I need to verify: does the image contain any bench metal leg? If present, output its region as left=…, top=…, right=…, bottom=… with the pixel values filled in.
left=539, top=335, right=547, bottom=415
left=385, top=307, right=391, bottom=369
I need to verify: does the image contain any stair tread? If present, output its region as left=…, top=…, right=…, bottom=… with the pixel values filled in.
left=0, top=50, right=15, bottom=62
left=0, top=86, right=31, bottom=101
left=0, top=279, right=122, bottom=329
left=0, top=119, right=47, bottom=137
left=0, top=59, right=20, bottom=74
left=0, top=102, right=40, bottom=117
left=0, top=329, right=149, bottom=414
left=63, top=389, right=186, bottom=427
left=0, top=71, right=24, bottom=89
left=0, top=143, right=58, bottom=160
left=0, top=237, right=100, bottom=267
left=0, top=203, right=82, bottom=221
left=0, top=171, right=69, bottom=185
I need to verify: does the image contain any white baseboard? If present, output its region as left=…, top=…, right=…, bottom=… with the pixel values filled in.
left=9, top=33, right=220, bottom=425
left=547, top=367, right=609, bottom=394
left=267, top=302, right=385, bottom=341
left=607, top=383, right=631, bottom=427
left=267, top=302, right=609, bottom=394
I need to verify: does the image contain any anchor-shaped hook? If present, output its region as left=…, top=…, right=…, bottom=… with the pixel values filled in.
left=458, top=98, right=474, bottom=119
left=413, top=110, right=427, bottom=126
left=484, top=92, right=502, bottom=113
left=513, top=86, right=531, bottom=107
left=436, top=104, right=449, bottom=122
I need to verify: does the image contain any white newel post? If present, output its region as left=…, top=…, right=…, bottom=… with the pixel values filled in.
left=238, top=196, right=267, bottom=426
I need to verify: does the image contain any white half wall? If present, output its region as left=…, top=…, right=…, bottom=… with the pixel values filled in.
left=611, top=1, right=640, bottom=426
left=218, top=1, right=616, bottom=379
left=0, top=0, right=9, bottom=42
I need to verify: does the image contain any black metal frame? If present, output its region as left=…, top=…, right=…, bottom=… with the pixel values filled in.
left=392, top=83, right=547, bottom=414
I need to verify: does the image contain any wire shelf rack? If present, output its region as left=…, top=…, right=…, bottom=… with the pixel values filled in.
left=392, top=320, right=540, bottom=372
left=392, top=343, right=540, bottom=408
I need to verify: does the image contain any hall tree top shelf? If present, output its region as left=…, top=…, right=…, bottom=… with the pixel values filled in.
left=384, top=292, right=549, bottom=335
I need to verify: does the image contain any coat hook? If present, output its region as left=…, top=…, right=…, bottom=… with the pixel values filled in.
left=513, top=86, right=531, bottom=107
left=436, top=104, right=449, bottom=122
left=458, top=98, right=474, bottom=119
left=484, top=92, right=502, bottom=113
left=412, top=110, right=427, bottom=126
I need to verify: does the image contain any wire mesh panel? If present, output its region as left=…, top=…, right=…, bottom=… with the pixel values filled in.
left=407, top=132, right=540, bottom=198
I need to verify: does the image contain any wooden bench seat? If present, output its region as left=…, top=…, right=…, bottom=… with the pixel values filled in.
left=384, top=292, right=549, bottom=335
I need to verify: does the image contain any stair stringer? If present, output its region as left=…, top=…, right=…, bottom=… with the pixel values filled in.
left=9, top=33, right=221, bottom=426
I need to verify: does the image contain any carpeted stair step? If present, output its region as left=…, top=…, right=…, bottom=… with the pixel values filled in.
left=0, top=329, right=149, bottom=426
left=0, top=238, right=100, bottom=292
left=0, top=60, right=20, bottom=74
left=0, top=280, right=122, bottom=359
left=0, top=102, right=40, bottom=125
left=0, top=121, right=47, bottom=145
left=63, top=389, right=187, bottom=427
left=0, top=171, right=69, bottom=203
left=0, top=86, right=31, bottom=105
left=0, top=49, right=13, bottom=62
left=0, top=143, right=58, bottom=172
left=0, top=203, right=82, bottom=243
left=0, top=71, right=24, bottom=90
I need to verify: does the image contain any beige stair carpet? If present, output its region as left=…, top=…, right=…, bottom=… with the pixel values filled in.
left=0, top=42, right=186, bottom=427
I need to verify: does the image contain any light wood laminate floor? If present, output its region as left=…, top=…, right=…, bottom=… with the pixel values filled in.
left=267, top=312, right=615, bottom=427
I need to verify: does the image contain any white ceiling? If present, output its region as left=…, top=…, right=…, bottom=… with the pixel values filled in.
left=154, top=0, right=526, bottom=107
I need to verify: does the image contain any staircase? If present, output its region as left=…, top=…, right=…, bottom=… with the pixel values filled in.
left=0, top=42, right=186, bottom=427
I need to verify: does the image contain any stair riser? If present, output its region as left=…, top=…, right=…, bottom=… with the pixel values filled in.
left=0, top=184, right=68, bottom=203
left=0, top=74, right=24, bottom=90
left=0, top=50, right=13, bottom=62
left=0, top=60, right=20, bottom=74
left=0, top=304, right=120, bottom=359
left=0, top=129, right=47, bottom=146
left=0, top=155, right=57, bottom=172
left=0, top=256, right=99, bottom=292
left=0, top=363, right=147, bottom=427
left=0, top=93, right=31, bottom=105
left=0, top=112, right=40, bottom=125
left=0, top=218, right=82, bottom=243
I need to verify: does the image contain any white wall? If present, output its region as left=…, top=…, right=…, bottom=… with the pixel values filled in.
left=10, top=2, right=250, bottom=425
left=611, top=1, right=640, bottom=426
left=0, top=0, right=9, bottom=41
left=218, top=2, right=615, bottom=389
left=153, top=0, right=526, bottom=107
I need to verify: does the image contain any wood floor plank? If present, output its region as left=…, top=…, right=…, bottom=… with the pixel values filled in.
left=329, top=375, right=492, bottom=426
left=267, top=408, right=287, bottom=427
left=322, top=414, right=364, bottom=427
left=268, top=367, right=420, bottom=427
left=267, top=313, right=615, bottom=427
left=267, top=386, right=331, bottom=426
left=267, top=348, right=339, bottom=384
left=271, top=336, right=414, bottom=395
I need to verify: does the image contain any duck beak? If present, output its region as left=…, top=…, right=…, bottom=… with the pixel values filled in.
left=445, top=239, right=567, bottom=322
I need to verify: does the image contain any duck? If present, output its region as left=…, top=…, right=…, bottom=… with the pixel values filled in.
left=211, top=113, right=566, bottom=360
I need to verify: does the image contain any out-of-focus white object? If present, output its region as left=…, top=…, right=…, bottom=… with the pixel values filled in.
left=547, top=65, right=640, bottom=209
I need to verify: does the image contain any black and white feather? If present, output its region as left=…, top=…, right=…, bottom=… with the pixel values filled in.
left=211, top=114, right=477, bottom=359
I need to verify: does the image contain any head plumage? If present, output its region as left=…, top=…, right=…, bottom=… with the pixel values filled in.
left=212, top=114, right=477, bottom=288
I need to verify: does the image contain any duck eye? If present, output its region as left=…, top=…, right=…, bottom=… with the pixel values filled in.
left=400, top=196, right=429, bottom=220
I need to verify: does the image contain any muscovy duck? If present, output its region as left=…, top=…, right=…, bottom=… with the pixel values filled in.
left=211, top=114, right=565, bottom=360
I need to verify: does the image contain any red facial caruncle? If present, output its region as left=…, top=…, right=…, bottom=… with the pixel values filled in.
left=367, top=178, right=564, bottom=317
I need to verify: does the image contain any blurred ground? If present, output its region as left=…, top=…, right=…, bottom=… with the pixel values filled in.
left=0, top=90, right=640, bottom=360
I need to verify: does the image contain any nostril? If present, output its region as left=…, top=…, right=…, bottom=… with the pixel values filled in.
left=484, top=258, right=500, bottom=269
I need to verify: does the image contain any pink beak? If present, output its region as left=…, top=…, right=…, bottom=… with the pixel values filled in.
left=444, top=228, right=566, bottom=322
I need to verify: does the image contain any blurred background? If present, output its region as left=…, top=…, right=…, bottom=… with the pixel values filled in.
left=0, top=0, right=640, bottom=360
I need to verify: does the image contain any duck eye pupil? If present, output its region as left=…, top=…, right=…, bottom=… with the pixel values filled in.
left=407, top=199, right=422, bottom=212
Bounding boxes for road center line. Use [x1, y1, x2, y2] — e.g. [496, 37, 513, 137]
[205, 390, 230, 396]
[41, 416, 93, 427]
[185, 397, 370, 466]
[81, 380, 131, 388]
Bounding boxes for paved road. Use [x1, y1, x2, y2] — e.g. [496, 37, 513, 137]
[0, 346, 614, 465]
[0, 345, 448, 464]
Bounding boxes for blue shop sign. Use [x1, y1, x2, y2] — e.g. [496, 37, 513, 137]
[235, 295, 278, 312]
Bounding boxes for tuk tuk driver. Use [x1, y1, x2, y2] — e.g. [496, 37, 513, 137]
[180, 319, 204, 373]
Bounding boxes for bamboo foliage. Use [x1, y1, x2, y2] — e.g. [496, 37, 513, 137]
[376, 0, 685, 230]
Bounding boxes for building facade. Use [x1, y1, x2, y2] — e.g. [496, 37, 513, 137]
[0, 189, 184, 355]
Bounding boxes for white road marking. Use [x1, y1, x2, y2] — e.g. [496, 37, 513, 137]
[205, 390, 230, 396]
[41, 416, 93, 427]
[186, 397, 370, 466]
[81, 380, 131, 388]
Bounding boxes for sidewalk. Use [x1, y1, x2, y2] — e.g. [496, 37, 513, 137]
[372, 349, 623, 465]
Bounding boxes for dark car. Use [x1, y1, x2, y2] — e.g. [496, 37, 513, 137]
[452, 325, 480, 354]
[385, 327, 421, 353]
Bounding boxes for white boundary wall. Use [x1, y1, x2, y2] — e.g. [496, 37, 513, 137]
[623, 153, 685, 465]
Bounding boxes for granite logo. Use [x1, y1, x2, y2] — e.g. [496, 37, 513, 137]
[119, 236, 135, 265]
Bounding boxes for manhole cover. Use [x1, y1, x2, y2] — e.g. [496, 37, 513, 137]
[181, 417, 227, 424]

- - - - - - -

Convert the lines above into a numbered list. Start at the line containing "I need to verify: does the image contain any hall", end at the line containing "left=0, top=71, right=24, bottom=90", include both of those lines, and skip any blank lines.

1. I need to verify: does the image contain any hall tree top shelf? If present, output its region as left=…, top=…, right=…, bottom=… with the pixel values filled in.
2. left=384, top=292, right=549, bottom=335
3. I need to verify: does the image contain any coat hook? If present, output its region as left=…, top=…, right=…, bottom=… with the pixel values filled in.
4. left=513, top=86, right=531, bottom=107
5. left=436, top=104, right=449, bottom=122
6. left=458, top=98, right=474, bottom=119
7. left=484, top=92, right=502, bottom=113
8. left=412, top=110, right=427, bottom=126
9. I need to verify: does the image contain any wire mesh panel? If present, output its region as left=…, top=…, right=…, bottom=… with the pixel values filled in.
10. left=407, top=132, right=540, bottom=198
11. I need to verify: does the image contain any wooden bench seat? If present, output its region as left=…, top=…, right=…, bottom=… with the pixel values filled in.
12. left=384, top=292, right=549, bottom=335
13. I need to verify: does the image contain any stair stringer? If present, output its region as left=…, top=…, right=…, bottom=… with the pixel values filled in.
14. left=9, top=33, right=221, bottom=426
15. I need to verify: does the image contain any carpeted stair step? If present, output its region as left=…, top=…, right=…, bottom=… with the pixel values filled in.
16. left=0, top=329, right=149, bottom=426
17. left=0, top=238, right=100, bottom=292
18. left=0, top=60, right=20, bottom=74
19. left=0, top=280, right=122, bottom=359
20. left=0, top=102, right=40, bottom=125
21. left=0, top=121, right=47, bottom=145
22. left=63, top=389, right=187, bottom=427
23. left=0, top=171, right=69, bottom=203
24. left=0, top=86, right=31, bottom=105
25. left=0, top=49, right=13, bottom=62
26. left=0, top=143, right=58, bottom=172
27. left=0, top=203, right=82, bottom=243
28. left=0, top=71, right=24, bottom=90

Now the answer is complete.